In the Sparks Camp article below, which organization gave the grant that helped launch the camp in 2017?

# TEXT SEGMENT

--- START ---

Sparks Camp teaches students and improves community

By Jackie Bussjaeger/Press Publications, Jul 7, 2017

Lowdown, The pulse of Washington County

Sparks Camp teaches students and improves community

STILLWATER — Some might call it killing two birds with one stone; in Stillwater it’s known as social enterprise.

The Stillwater Area Foundation recently launched a new program called Sparks Social Enterprise Camp, which invites high school students to explore the concept of social enterprise and come up with ideas to apply in their own community. Basically, a social enterprise works to fulfill unmet needs in a community—it functions as a business and a way to make improvements.

Stillwater Area Foundation Board Chair Maria Reamer said the foundation had been thinking about a program of this type for several years, and a $10,000 grant from RBC Wealth Management for a youth initiative helped propel it to reality in 2017.

“Our goal has been to start up a youth philanthropy committee that wanted to do something to encourage youth in the community to … learn strategies to give back,” Reamer said. “So we started Sparks Social Enterprise Camp.”

Youth participants met for one week in June, and toured locations in Stillwater and the greater Twin Cities area where they could observe social enterprise at work.

--- END ---

# DATA SECTION
--- START ---

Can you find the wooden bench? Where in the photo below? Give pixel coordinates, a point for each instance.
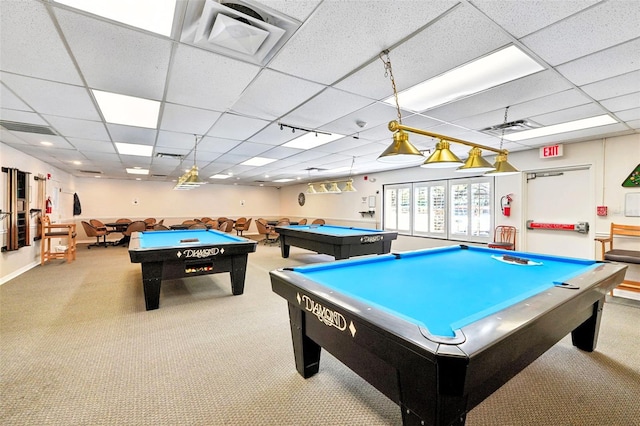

--- END ---

# FINAL RESULT
RBC Wealth Management